--- Passage for review Enclosed Below ---

By Conor Mihell
Longtime Camp Wabun campers and staff Stef Superina, Jesse Coleman, Max Flomen and Andrew Stachiw spent many a summer evening around the campfire in Ontario’s Temagamiwilderness dreaming of the day when they’d embark together on a canoe trip of their own. True, the foursome developed passions for canoe-tripping and life-altering friendships at venerable Wabun, but they anticipated going on a journey to a place they could challenge themselves without the responsibility of looking after teenage charges. Their wish came true last summer when they recruited fellow paddlers Jonathan Metcalfe and Seth Wotten, secured a prestigious Royal Canadian Geographical Society grant, and launched Coppermine 2012, a 1,500-mile expedition across the barrens of Canada’s Northwest and Nunavut Territories to the Arctic Ocean.
The team set off from Yellowknife on July 1, tackling the big waters of Great Slave Lake in three canoes. At the lake’s east end, they met native Dene elders and youth at the village of Lutsel K’e, who shared local knowledge for navigating the rugged Pike’s Portage route to the Lockhart River. “It’s not a single portage but rather a string of 15 to 20 carries in a 25-mile section,” says Stachiw, an outdoor educator based in Amherst, Mass. “It starts with a three-miler which also happens to be the first portage of the trip. It felt pretty crazy to go from the hugeness of Great Slave Lake to these little ponds.”
From there, they entered the infamous treeless “Barrenlands” of Canada’s north. Flomen, a Montreal native who’s currently working on a Ph. D. at the University of California in Los Angeles, described the landscape as “otherworldly, like what I imagine the planet to have looked like a long time ago.” They reveled in near 24-hour daylight, which facilitated the long 25- to 30-mile days necessary to cover the route during the short summer season. “It’s definitely unlike any other geography I had ever traveled,” adds Stachiw, “simply because there are no trees and there’s no darkness. I loved it. I thought, ‘Why do we ever trip in places where there’s darkness?’”

--- End of Enclosed Passage for review ---
--- Given data Enclosed Below ---

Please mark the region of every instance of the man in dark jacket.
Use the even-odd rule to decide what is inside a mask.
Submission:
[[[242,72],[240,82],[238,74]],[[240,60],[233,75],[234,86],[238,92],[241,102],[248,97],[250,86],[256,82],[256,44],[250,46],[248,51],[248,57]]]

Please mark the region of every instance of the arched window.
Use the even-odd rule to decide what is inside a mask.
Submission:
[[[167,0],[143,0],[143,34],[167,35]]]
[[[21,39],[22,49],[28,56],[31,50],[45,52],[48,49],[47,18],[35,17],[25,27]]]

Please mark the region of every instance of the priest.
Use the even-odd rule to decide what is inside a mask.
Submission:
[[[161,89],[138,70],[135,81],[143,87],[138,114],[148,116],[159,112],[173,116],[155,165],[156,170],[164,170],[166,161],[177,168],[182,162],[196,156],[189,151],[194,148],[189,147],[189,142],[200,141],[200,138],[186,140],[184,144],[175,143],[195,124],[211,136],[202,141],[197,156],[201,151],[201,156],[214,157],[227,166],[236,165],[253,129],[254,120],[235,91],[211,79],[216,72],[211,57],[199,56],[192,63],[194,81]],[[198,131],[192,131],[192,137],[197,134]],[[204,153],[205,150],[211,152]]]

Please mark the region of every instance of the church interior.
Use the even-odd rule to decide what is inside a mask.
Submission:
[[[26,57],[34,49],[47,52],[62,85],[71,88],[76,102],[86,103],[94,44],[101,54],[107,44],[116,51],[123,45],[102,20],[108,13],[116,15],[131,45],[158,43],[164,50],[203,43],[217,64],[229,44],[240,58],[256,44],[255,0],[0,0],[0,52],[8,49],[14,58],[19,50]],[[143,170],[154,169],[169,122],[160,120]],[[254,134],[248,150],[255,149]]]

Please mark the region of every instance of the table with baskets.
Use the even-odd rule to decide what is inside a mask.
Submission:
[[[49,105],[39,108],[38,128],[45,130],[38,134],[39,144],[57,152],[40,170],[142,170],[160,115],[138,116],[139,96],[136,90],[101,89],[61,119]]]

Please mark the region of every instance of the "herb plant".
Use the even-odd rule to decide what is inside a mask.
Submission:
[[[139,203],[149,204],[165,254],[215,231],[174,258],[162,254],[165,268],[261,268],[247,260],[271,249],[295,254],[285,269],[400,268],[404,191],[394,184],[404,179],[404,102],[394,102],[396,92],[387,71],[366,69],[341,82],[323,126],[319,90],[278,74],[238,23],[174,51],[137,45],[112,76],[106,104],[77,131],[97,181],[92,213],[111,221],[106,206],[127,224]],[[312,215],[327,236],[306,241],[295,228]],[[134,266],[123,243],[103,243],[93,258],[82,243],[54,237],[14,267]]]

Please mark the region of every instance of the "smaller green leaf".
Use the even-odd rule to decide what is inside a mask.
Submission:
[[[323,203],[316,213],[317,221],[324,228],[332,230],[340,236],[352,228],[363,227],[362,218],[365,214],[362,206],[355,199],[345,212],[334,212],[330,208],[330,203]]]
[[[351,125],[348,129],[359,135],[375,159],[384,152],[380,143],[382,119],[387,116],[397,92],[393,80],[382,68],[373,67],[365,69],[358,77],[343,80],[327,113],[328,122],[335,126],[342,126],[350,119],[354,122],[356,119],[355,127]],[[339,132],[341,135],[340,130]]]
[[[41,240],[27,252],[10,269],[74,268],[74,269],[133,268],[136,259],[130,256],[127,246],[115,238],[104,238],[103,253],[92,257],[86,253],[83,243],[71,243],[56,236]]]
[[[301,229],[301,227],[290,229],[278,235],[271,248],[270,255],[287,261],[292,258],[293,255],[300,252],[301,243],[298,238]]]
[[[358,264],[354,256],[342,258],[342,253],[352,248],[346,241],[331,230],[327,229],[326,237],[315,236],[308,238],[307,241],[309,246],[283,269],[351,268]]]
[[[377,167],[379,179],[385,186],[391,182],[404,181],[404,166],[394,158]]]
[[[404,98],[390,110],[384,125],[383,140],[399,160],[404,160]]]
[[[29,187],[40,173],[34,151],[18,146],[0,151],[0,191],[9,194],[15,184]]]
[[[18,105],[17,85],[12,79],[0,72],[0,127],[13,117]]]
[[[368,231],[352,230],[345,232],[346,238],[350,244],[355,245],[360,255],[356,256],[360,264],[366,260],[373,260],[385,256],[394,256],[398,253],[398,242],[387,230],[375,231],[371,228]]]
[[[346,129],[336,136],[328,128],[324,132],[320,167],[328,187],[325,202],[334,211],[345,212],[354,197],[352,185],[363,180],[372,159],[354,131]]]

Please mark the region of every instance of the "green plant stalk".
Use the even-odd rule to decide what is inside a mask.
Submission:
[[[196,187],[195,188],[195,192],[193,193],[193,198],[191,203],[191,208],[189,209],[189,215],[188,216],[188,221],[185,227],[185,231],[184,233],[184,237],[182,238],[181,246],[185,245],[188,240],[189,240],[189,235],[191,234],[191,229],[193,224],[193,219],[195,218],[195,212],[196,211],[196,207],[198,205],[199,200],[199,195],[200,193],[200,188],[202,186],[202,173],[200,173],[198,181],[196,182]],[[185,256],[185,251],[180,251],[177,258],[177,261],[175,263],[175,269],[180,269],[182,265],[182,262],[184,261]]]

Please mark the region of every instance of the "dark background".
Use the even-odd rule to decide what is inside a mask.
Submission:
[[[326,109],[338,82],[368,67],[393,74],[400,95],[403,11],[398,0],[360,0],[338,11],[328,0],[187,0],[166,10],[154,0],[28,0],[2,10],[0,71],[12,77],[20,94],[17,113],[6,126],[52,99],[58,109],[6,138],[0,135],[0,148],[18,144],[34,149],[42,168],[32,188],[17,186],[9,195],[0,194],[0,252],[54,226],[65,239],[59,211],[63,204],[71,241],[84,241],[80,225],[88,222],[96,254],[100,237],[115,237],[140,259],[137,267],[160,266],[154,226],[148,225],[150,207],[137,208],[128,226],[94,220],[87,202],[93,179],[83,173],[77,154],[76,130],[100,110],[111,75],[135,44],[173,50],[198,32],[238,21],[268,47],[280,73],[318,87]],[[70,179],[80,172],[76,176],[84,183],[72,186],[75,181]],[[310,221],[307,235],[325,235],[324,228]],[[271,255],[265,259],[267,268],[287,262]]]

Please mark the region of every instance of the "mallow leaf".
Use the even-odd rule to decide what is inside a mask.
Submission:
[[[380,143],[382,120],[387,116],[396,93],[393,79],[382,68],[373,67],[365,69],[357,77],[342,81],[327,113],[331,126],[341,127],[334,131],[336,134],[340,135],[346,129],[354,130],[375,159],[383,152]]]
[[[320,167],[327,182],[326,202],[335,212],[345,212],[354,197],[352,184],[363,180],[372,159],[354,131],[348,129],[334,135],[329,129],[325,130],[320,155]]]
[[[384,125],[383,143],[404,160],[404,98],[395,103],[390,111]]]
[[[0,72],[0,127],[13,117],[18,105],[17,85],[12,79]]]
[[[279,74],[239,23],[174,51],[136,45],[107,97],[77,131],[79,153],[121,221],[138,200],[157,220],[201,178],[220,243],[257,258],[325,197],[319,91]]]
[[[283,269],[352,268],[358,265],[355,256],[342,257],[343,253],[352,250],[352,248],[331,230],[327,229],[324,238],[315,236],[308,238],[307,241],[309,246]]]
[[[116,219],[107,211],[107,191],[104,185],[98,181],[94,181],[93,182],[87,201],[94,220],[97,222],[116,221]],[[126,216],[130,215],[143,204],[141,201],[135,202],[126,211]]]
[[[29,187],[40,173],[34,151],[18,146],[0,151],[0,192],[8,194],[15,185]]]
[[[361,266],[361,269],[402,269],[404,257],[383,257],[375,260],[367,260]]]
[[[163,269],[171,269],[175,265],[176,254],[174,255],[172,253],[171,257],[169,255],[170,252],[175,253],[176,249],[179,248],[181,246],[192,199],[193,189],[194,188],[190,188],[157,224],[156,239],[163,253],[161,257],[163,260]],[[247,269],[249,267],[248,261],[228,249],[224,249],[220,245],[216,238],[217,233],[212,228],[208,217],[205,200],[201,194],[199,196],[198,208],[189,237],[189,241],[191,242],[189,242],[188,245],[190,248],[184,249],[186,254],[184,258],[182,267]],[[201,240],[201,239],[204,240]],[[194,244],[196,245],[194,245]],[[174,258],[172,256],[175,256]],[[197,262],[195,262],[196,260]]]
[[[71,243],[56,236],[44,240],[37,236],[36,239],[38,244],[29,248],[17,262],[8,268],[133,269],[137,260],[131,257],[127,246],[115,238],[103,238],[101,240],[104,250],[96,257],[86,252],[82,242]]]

--- End of Enclosed Given data ---

Things to do |
• A. In the Coppermine 2012 article, where did the team start out on July 1?
• B. From the Coppermine 2012 article, return the part that opens with the words containing "By Conor Mihell" and closes with "the Arctic Ocean.".

List of answers |
• A. Yellowknife

• B.
By Conor Mihell
Longtime Camp Wabun campers and staff Stef Superina, Jesse Coleman, Max Flomen and Andrew Stachiw spent many a summer evening around the campfire in Ontario’s Temagamiwilderness dreaming of the day when they’d embark together on a canoe trip of their own. True, the foursome developed passions for canoe-tripping and life-altering friendships at venerable Wabun, but they anticipated going on a journey to a place they could challenge themselves without the responsibility of looking after teenage charges. Their wish came true last summer when they recruited fellow paddlers Jonathan Metcalfe and Seth Wotten, secured a prestigious Royal Canadian Geographical Society grant, and launched Coppermine 2012, a 1,500-mile expedition across the barrens of Canada’s Northwest and Nunavut Territories to the Arctic Ocean.